* Requirement
Exactly as they appear, copy the lines of the listing from the one containing "Each instance receives one keypoint. Mark the potted" through the final line, both included, and nothing else.

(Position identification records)
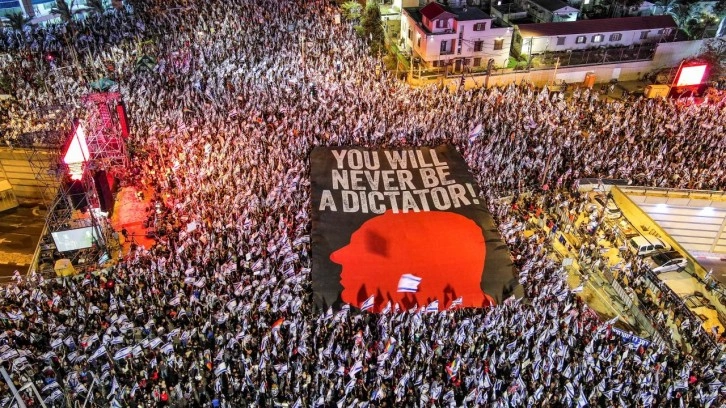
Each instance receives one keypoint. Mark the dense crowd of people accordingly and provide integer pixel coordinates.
(222, 314)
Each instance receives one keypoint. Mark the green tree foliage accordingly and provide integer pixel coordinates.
(719, 9)
(351, 10)
(17, 21)
(63, 10)
(713, 52)
(372, 28)
(96, 6)
(697, 25)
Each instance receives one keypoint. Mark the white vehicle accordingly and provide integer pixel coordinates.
(601, 203)
(646, 244)
(666, 261)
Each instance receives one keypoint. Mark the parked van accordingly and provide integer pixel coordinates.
(646, 244)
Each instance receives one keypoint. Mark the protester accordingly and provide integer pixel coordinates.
(221, 314)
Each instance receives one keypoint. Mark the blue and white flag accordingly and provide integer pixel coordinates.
(457, 302)
(369, 303)
(123, 353)
(408, 283)
(357, 367)
(167, 348)
(98, 353)
(220, 369)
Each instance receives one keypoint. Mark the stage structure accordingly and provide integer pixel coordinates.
(86, 165)
(107, 128)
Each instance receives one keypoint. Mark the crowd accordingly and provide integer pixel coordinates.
(222, 314)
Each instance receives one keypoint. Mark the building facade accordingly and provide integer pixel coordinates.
(454, 38)
(550, 11)
(535, 39)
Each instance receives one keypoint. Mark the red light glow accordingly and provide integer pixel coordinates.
(691, 75)
(77, 154)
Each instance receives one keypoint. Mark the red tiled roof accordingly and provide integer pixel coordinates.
(605, 25)
(432, 10)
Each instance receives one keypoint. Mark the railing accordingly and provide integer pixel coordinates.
(683, 308)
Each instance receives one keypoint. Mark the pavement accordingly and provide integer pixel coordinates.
(20, 230)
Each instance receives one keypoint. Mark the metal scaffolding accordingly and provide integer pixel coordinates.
(105, 142)
(75, 203)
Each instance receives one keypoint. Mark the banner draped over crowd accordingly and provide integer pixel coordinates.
(392, 216)
(242, 310)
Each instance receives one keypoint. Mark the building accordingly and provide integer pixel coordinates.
(577, 35)
(36, 8)
(550, 11)
(454, 37)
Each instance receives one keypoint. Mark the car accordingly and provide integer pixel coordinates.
(646, 244)
(627, 229)
(666, 261)
(611, 209)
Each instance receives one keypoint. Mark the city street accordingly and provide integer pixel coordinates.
(20, 231)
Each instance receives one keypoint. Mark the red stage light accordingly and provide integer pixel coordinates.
(77, 153)
(692, 75)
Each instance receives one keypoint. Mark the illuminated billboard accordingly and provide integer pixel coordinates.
(691, 75)
(74, 239)
(77, 153)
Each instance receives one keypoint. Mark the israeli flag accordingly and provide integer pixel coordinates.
(408, 283)
(167, 348)
(122, 353)
(221, 369)
(357, 367)
(457, 302)
(98, 353)
(474, 133)
(369, 303)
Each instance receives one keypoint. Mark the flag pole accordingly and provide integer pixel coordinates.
(18, 398)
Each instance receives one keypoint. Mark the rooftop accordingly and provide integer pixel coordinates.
(606, 25)
(551, 5)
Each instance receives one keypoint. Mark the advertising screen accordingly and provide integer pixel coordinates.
(71, 240)
(402, 227)
(692, 75)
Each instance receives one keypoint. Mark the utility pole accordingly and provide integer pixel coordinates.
(13, 390)
(557, 65)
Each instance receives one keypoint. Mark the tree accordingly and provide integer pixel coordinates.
(351, 10)
(96, 6)
(697, 25)
(63, 10)
(17, 21)
(372, 28)
(719, 9)
(713, 52)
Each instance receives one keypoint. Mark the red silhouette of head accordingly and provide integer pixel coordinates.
(446, 250)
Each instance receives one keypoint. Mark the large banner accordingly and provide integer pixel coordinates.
(405, 226)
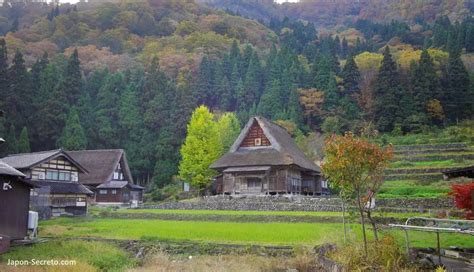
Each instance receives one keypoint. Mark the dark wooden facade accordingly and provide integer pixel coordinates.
(56, 177)
(14, 207)
(265, 160)
(275, 180)
(109, 176)
(118, 195)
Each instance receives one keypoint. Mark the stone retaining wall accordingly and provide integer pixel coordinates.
(298, 203)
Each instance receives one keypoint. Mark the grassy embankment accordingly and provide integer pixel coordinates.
(225, 232)
(89, 256)
(419, 159)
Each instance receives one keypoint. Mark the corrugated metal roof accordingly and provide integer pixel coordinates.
(6, 169)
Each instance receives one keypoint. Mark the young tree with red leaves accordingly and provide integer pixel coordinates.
(356, 166)
(462, 194)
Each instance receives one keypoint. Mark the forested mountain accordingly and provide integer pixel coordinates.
(128, 74)
(327, 13)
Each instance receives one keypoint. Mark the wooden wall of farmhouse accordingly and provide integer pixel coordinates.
(118, 197)
(278, 180)
(255, 132)
(14, 206)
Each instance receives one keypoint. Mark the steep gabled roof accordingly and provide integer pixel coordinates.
(29, 160)
(282, 151)
(6, 169)
(101, 164)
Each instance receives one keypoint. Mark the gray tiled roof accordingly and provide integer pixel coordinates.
(6, 169)
(63, 187)
(28, 160)
(283, 150)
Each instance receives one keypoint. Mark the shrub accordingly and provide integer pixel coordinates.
(384, 255)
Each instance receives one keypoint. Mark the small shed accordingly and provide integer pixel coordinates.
(14, 202)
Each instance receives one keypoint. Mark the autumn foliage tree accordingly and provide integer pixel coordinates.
(462, 194)
(356, 166)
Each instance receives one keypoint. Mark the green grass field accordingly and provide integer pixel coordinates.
(89, 256)
(256, 213)
(412, 189)
(226, 232)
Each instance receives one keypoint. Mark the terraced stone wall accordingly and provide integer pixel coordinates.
(285, 203)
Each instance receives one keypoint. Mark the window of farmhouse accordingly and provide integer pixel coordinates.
(58, 175)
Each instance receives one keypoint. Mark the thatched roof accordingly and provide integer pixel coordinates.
(29, 160)
(6, 169)
(118, 185)
(101, 165)
(282, 151)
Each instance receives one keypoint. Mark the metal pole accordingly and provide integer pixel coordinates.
(439, 249)
(407, 242)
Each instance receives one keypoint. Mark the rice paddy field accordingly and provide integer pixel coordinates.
(256, 233)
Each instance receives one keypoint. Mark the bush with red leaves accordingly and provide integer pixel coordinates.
(462, 194)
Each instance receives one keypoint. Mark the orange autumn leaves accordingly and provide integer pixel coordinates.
(355, 164)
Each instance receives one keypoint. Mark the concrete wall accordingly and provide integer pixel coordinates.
(299, 203)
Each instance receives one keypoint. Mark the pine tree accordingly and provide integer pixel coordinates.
(107, 113)
(344, 48)
(73, 136)
(166, 157)
(387, 93)
(295, 110)
(3, 71)
(24, 142)
(458, 98)
(11, 141)
(271, 102)
(201, 147)
(52, 110)
(251, 90)
(72, 83)
(229, 129)
(19, 96)
(351, 76)
(425, 82)
(205, 81)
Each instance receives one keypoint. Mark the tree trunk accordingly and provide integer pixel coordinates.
(362, 220)
(374, 226)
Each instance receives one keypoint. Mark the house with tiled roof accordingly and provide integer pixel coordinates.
(108, 176)
(56, 177)
(14, 203)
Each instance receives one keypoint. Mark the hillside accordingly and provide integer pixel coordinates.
(416, 169)
(129, 74)
(125, 34)
(331, 13)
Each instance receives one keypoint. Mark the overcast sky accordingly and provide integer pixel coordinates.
(75, 1)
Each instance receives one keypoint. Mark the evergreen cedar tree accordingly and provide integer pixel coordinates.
(462, 194)
(146, 112)
(355, 166)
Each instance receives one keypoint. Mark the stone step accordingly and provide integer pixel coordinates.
(402, 171)
(427, 177)
(431, 151)
(441, 157)
(428, 146)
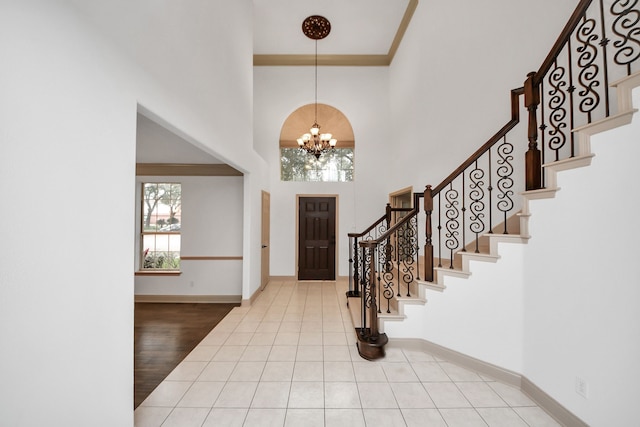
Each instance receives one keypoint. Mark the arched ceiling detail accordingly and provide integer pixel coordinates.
(330, 119)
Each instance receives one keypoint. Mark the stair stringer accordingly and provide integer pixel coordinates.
(583, 157)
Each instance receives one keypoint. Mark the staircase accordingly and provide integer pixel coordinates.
(477, 207)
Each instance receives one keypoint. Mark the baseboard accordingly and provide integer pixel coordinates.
(555, 409)
(539, 396)
(477, 365)
(252, 299)
(206, 299)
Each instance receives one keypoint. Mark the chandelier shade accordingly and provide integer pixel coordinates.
(316, 28)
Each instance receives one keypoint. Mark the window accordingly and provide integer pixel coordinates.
(161, 223)
(332, 166)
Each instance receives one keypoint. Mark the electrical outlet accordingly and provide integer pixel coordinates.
(582, 388)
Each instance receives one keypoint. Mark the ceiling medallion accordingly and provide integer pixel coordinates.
(316, 27)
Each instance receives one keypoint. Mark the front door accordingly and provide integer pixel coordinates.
(317, 238)
(266, 235)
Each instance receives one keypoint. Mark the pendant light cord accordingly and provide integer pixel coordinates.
(316, 87)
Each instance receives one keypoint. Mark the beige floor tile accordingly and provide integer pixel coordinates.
(247, 371)
(334, 338)
(310, 353)
(399, 372)
(278, 371)
(267, 327)
(186, 417)
(341, 395)
(187, 371)
(511, 395)
(446, 395)
(423, 417)
(457, 373)
(202, 394)
(430, 372)
(271, 395)
(229, 353)
(343, 418)
(376, 395)
(290, 326)
(501, 417)
(310, 338)
(308, 371)
(306, 395)
(217, 371)
(338, 353)
(150, 416)
(256, 353)
(228, 417)
(480, 395)
(384, 417)
(168, 393)
(462, 418)
(304, 417)
(236, 395)
(339, 371)
(534, 416)
(257, 417)
(263, 338)
(411, 395)
(368, 372)
(283, 353)
(247, 326)
(202, 353)
(287, 338)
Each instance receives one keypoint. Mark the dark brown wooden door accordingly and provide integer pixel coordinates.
(317, 238)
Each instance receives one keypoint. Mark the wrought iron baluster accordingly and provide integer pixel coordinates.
(452, 213)
(588, 74)
(477, 206)
(542, 127)
(626, 26)
(463, 209)
(604, 42)
(505, 181)
(558, 112)
(439, 230)
(490, 189)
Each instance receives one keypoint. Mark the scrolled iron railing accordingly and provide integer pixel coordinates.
(600, 44)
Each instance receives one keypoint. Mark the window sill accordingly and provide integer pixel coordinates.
(157, 273)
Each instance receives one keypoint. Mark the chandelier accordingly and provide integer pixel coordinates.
(316, 28)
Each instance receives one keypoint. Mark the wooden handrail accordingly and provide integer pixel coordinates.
(564, 36)
(371, 243)
(371, 227)
(515, 119)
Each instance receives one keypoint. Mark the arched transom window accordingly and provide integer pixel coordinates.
(333, 166)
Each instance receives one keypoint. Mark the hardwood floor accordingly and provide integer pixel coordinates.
(164, 334)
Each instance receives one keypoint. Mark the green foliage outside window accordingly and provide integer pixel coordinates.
(333, 166)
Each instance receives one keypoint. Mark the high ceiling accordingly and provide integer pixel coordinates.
(363, 32)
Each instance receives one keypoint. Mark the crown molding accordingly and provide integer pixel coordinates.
(185, 169)
(343, 60)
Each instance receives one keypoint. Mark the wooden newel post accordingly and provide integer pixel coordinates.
(428, 246)
(533, 158)
(373, 292)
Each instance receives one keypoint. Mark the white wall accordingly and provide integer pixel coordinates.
(565, 304)
(67, 172)
(452, 75)
(211, 226)
(362, 95)
(581, 293)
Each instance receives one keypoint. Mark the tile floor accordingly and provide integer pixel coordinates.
(290, 360)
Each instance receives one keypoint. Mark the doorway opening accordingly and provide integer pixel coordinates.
(317, 237)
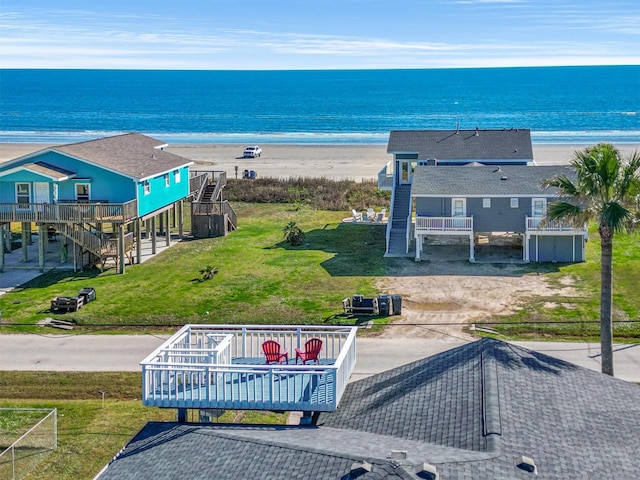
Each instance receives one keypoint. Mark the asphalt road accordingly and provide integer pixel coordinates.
(125, 352)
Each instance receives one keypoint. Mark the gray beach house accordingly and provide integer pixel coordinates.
(473, 186)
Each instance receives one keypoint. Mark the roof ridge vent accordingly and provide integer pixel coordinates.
(360, 468)
(399, 454)
(427, 471)
(527, 464)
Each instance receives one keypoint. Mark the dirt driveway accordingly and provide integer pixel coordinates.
(457, 292)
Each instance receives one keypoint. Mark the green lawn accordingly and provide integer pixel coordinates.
(263, 280)
(260, 278)
(89, 435)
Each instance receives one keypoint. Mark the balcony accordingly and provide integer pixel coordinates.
(443, 225)
(223, 367)
(69, 212)
(541, 226)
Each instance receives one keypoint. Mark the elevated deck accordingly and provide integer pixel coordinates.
(222, 366)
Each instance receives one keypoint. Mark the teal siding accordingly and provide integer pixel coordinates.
(160, 194)
(104, 184)
(8, 185)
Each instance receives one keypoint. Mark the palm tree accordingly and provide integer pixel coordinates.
(605, 190)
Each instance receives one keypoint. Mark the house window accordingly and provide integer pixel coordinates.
(539, 207)
(23, 195)
(458, 207)
(82, 192)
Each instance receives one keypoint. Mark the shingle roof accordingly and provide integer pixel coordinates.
(508, 144)
(470, 411)
(131, 154)
(485, 180)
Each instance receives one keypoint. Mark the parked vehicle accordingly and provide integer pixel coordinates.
(252, 151)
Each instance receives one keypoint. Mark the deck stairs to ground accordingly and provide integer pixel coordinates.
(89, 238)
(400, 212)
(209, 201)
(208, 193)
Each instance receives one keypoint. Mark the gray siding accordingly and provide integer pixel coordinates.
(555, 249)
(499, 218)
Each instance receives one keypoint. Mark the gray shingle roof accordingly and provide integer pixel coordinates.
(470, 411)
(132, 154)
(48, 170)
(485, 180)
(507, 144)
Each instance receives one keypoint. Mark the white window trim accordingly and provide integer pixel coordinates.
(88, 185)
(464, 207)
(544, 207)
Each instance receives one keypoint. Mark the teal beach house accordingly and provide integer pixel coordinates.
(100, 196)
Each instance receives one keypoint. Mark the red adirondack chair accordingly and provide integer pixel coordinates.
(311, 351)
(274, 353)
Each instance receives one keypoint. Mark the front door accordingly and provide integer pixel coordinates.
(23, 195)
(41, 192)
(405, 168)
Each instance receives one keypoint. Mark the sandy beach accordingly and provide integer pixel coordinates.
(356, 162)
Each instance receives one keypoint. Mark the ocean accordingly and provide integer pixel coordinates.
(567, 105)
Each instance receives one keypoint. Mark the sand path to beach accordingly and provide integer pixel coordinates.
(440, 298)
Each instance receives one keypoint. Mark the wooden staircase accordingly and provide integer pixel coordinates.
(103, 246)
(208, 203)
(397, 246)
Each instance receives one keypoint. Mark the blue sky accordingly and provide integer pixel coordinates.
(316, 34)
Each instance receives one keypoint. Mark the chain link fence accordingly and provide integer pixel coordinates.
(36, 431)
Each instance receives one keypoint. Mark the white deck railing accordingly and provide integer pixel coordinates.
(443, 225)
(540, 224)
(64, 212)
(222, 366)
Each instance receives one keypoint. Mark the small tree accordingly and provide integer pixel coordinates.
(208, 272)
(293, 235)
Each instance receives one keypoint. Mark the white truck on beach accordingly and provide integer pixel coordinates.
(252, 151)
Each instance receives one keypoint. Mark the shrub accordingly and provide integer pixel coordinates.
(293, 235)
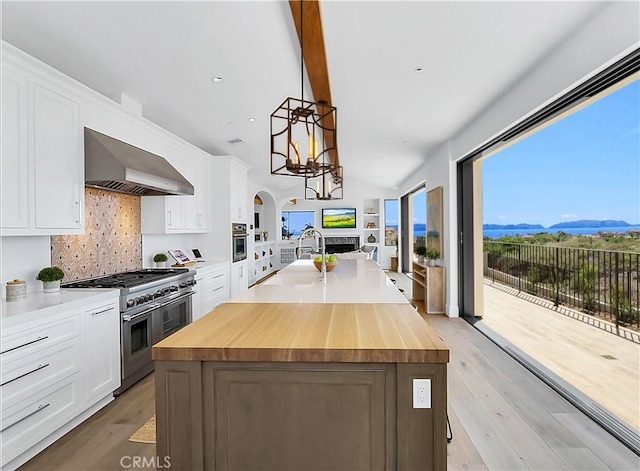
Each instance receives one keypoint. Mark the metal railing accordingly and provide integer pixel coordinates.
(602, 282)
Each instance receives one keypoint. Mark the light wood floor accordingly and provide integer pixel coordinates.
(503, 418)
(600, 364)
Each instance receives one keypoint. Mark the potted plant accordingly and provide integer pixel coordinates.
(421, 251)
(50, 277)
(160, 260)
(432, 255)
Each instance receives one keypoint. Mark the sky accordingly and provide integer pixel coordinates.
(586, 166)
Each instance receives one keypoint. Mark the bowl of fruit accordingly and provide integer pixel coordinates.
(330, 261)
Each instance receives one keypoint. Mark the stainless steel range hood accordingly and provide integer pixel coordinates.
(114, 165)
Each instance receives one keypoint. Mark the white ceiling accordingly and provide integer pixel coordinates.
(164, 54)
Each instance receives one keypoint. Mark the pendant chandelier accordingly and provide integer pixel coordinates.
(303, 141)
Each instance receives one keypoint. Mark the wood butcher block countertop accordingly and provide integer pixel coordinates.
(282, 332)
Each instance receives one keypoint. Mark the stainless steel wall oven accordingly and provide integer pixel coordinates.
(239, 241)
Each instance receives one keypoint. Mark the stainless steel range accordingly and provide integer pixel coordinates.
(154, 303)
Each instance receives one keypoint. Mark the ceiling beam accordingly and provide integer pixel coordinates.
(315, 60)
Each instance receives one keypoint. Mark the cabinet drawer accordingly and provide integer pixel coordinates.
(32, 373)
(28, 422)
(31, 340)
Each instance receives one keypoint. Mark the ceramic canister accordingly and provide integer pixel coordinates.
(16, 290)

* Task output
Each instance receives one keypoint. Mark the potted plant accordingly and provide integer pixel coordinates.
(421, 251)
(50, 277)
(160, 260)
(432, 255)
Each instance receives one keypoint. Mark the sky accordingly and provide integer pixel coordinates.
(586, 166)
Each instance receives one keypoint. Mark the bowl of fruit accordingly and provide integer pixel coordinates.
(330, 261)
Each instance receives one keypoint. Mark the stainless steel range hood accordingly and provide integer pixel coordinates.
(114, 165)
Each instance receives one keypoint. Mark the white ceiling accordingly and provide integer pixel coordinates.
(164, 54)
Each instance receives one keypoint. Mark the pendant chandelier accordingly and provide integer pixel coordinates.
(303, 141)
Each instance receives one keypoint. Mark the wood butcher block countertop accordingly and provide integer pixel coordinates.
(282, 332)
Each instance receives one keypoint. Mark the stainless steel wall oven accordingly and provide integer pixel coordinates.
(239, 241)
Each instance receives one keypoint. Mark the stainless steel range accordingly and provide integer pixel coordinates.
(154, 303)
Each instance receives one keypoint. Mark the ceiling beam accordingly and provide integer pixel coordinates.
(315, 60)
Each instance receives one keypoint. Mark the cabinet drawer accordingly and provide integer pixel coordinates.
(32, 373)
(28, 422)
(31, 340)
Each instance receives one keypoint. Mark the ceramic canister accordingly and provide integer pixel coordinates.
(16, 290)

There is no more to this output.